### Records shown

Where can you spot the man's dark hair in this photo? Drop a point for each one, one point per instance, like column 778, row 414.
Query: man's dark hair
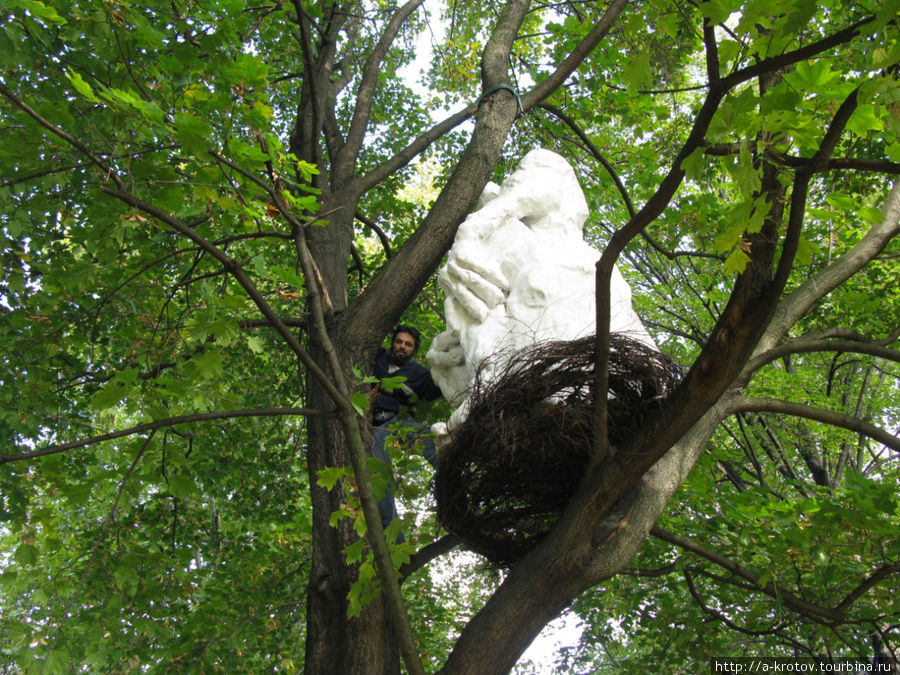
column 411, row 330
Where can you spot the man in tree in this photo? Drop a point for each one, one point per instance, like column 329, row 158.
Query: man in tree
column 397, row 403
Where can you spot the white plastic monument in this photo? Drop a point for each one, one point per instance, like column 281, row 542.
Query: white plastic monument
column 520, row 272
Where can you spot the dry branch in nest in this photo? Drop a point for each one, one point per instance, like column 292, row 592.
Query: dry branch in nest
column 511, row 468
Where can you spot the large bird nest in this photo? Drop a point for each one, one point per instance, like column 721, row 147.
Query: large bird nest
column 511, row 468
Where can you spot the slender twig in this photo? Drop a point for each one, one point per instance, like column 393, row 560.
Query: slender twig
column 162, row 424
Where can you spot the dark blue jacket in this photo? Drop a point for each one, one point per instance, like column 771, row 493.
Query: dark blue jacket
column 418, row 385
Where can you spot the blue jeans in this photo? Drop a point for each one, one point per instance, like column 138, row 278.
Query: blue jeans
column 387, row 505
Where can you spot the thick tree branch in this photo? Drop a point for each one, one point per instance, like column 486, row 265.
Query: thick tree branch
column 163, row 424
column 770, row 405
column 68, row 138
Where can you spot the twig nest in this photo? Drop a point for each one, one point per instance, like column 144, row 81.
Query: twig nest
column 511, row 468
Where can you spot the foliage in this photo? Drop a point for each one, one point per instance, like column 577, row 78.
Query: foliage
column 158, row 458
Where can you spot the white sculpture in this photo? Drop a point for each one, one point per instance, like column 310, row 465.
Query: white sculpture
column 520, row 272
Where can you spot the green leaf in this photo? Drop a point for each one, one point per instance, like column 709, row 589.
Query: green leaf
column 26, row 554
column 354, row 551
column 40, row 11
column 736, row 263
column 181, row 485
column 360, row 402
column 328, row 477
column 638, row 73
column 81, row 86
column 192, row 132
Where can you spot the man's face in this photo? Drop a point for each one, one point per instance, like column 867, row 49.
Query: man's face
column 403, row 347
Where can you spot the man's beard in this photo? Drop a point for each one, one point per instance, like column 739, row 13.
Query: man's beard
column 398, row 360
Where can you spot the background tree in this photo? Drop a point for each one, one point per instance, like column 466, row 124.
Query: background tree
column 204, row 238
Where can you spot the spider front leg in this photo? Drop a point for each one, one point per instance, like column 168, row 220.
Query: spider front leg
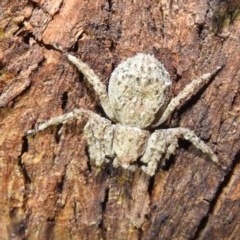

######

▶ [Set problem]: Extract every line of the listing above word for word, leaving out the pictures.

▶ [Answer to this problem]:
Where can you spot the man's dark hair in this photo? Drop a point for each one, one point per instance, like column 778, row 414.
Query: man's dark hair
column 411, row 330
Where can you spot the man in tree in this photo? Drop a point for each one, one point per instance, like column 329, row 158.
Query: man in tree
column 397, row 403
Where can you spot the white plastic monument in this photo? Drop a point for each one, one point per instance, like column 281, row 542.
Query: white plastic monument
column 520, row 272
Where can you spot the dry branch in nest in this photo? Drop a point for each one, one point per instance, like column 292, row 592.
Query: dry branch in nest
column 511, row 468
Where can you spot the large bird nest in this photo? Drop a point for each one, one point per instance, like column 721, row 147.
Query: large bird nest
column 511, row 468
Where can you spot the slender twig in this photo? Drop a point for each one, one point per instance, like column 393, row 560.
Query: slender twig
column 162, row 424
Where can you spot the dark blue jacket in this photo? Drop a point for each one, one point per instance, like column 771, row 493.
Query: dark blue jacket
column 418, row 385
Where can you spot the blue jeans in this photo? Drop a point for each one, one point per instance, like column 138, row 278.
Query: blue jeans
column 387, row 505
Where can you spot the thick tree branch in this photo? Drop a point for each one, one point per instance, like column 486, row 265.
Query: thick tree branch
column 163, row 424
column 770, row 405
column 68, row 138
Where can you spot the twig nest in this photo? Drop a point for each one, one point per instance, like column 144, row 81.
Query: twig nest
column 511, row 468
Where can you spot the foliage in this photo? Drop a point for each one, one point per instance, like column 577, row 78.
Query: foliage
column 158, row 458
Where can you spot the white sculpture in this photo? Drop a point for each one, one point per instance, like column 310, row 465.
Query: white sculpture
column 520, row 272
Where can you spot the green leaf in this photo? Drop a point for each one, one point per instance, like column 709, row 589.
Query: green leaf
column 26, row 554
column 354, row 551
column 40, row 11
column 736, row 263
column 181, row 485
column 360, row 402
column 328, row 477
column 638, row 73
column 81, row 86
column 192, row 132
Where can you spot the man's face in this photo? Drop a point for each one, one point per instance, like column 867, row 49.
Query: man's face
column 403, row 347
Where can you spot the man's beard in this photo? Drop a point for each one, one point per instance, like column 739, row 13.
Query: man's beard
column 398, row 360
Where can you spot the background tree in this photo? Drop a point for each one, one point per instance, like column 466, row 124.
Query: background tree
column 204, row 238
Where can you spot the spider front leg in this photo? Drop a point for each one, one point per instance, like column 168, row 220.
Query: spider front leg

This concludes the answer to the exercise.